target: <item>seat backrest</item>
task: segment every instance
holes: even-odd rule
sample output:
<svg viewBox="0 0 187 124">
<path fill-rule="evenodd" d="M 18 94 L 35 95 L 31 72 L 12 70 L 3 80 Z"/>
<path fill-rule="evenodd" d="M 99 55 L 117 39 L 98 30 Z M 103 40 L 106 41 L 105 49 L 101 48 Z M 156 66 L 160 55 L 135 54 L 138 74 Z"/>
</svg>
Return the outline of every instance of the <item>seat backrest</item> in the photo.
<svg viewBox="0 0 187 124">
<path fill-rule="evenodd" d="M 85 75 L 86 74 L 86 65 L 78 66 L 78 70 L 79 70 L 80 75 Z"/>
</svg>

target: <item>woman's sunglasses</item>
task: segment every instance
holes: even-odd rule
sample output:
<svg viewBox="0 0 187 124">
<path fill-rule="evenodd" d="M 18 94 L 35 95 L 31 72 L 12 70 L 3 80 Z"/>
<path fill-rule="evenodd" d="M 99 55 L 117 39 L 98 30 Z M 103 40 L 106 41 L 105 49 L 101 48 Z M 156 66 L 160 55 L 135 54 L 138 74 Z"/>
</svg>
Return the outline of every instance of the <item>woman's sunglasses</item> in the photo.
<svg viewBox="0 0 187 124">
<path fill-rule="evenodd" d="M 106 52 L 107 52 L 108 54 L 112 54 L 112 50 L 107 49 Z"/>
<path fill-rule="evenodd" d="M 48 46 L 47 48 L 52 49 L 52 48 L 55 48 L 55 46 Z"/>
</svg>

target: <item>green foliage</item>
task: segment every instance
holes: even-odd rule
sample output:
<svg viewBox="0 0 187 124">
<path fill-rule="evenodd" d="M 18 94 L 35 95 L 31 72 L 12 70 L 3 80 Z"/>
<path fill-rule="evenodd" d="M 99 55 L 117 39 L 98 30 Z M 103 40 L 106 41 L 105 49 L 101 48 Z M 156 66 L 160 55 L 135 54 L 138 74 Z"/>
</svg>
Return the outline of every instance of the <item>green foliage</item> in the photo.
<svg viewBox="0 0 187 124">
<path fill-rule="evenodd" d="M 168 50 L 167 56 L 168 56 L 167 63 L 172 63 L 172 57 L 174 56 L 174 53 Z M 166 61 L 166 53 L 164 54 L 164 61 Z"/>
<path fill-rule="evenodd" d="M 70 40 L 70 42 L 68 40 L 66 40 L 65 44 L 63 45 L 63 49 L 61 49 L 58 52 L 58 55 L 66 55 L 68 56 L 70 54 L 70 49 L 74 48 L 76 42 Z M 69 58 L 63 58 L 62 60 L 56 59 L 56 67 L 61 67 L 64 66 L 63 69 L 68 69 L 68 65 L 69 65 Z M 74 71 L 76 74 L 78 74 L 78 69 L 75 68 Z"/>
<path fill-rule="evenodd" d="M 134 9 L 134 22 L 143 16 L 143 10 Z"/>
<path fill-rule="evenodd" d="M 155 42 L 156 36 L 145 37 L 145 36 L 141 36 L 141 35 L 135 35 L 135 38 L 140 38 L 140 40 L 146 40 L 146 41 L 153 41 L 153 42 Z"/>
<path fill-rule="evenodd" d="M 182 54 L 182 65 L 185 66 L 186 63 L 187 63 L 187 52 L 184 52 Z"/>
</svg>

.....

Pull out every line above that contains the string "target". Case matters.

target: <item>seat backrest</item>
target: <item>woman's sunglasses</item>
target: <item>green foliage</item>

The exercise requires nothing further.